**** Source
When a torch passes, we might be glad to “meet the new boss.” But we should discard illusions. That way, hopefully, we don’t get fooled again
By Norman Solomon
Images of passing the torch can be stirring.
President John Kennedy reached heights of inaugural oratory when he declared that “the torch has been passed to a new generation of Americans.” Three decades later, when Bill Clinton won the presidency, a Newsweek headline proclaimed “THE TORCH PASSES.” The article underneath glorified “a film clip that made its way into a widely seen campaign ad: a beaming, 16-year-old Bill Clinton on a sun-drenched White House lawn, shaking the hand of his and his generation’s idol, John F. Kennedy.”
Weeks later, when Time magazine named Clinton “Man of the Year,” its cover story carried the headline “THE TORCH IS PASSED.”
********
The request: Copy out the section of the torch commentary starting with "When a torch" and going on through "can be stirring.". The records that come next have no connection to the torch commentary.
**** Data provided
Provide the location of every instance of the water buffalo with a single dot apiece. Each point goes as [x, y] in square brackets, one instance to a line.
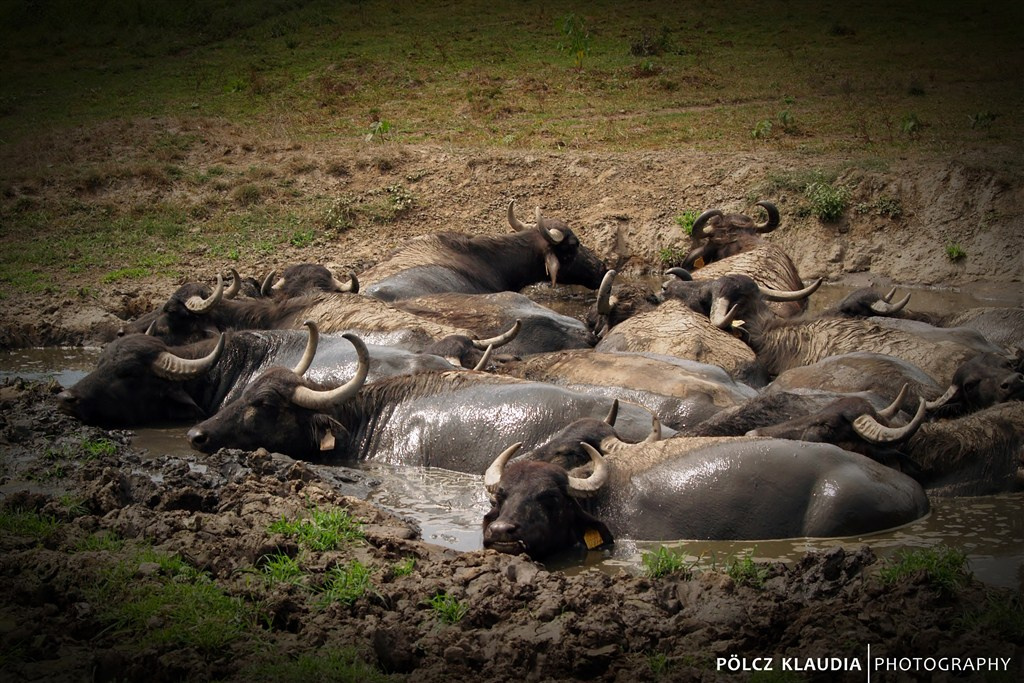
[140, 380]
[679, 392]
[430, 419]
[974, 455]
[724, 488]
[304, 279]
[717, 236]
[478, 264]
[541, 329]
[208, 312]
[672, 329]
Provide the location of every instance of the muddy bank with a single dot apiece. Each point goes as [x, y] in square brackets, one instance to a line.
[115, 516]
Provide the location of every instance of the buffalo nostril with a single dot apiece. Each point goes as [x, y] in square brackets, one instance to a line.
[198, 437]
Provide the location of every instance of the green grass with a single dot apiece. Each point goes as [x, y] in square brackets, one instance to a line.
[322, 529]
[448, 608]
[943, 566]
[338, 666]
[28, 523]
[664, 562]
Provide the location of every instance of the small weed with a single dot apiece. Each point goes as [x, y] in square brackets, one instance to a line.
[379, 131]
[909, 125]
[346, 583]
[578, 39]
[324, 665]
[26, 523]
[954, 252]
[686, 220]
[672, 256]
[325, 529]
[448, 608]
[100, 541]
[762, 129]
[404, 567]
[301, 239]
[944, 567]
[745, 571]
[981, 119]
[664, 562]
[280, 568]
[828, 202]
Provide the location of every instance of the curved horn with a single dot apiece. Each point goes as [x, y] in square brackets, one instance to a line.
[481, 366]
[513, 221]
[501, 339]
[697, 230]
[796, 295]
[773, 218]
[581, 487]
[200, 306]
[944, 398]
[266, 287]
[682, 273]
[352, 286]
[236, 286]
[494, 474]
[175, 368]
[887, 308]
[871, 430]
[604, 293]
[321, 401]
[721, 314]
[612, 415]
[655, 430]
[890, 411]
[307, 355]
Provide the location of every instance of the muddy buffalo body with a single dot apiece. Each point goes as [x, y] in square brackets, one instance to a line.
[700, 488]
[431, 419]
[139, 380]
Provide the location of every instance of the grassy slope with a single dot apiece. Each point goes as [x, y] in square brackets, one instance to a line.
[868, 79]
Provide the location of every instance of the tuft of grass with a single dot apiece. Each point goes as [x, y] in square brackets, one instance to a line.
[827, 201]
[954, 252]
[943, 566]
[343, 666]
[745, 571]
[281, 568]
[686, 219]
[448, 608]
[346, 583]
[665, 561]
[324, 529]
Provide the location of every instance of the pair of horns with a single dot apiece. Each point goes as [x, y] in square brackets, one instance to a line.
[579, 486]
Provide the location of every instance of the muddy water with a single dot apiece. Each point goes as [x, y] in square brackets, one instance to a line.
[449, 506]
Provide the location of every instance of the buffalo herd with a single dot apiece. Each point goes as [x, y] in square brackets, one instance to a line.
[715, 408]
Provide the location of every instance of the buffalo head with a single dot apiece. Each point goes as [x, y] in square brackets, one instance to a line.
[138, 379]
[536, 507]
[717, 235]
[284, 413]
[565, 260]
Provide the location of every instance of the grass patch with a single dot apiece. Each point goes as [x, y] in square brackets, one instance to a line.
[323, 529]
[448, 608]
[343, 666]
[26, 523]
[664, 562]
[345, 584]
[943, 566]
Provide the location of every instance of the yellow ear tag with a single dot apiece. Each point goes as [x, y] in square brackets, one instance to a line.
[593, 539]
[327, 443]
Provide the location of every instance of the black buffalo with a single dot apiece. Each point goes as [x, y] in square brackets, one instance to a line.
[478, 264]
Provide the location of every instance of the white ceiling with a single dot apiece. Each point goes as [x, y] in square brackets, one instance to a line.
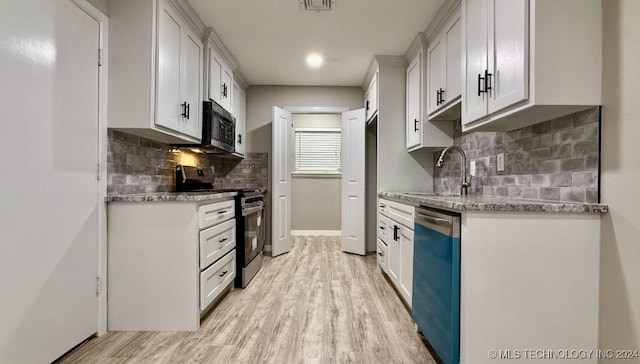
[271, 38]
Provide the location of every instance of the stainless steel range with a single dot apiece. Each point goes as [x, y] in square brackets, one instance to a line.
[250, 234]
[250, 222]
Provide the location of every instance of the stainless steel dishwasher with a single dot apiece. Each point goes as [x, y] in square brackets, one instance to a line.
[436, 281]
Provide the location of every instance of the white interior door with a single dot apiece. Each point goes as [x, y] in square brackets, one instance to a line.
[353, 182]
[50, 205]
[281, 180]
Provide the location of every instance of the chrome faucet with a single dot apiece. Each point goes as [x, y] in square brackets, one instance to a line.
[464, 183]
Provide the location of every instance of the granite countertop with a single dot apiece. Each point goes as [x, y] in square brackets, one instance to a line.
[488, 203]
[170, 196]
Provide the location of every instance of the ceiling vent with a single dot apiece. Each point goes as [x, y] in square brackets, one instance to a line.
[317, 5]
********
Finished task:
When a torch passes, we might be glad to “meet the new boss.” But we should discard illusions. That way, hopefully, we don’t get fooled again
By Norman Solomon
Images of passing the torch can be stirring.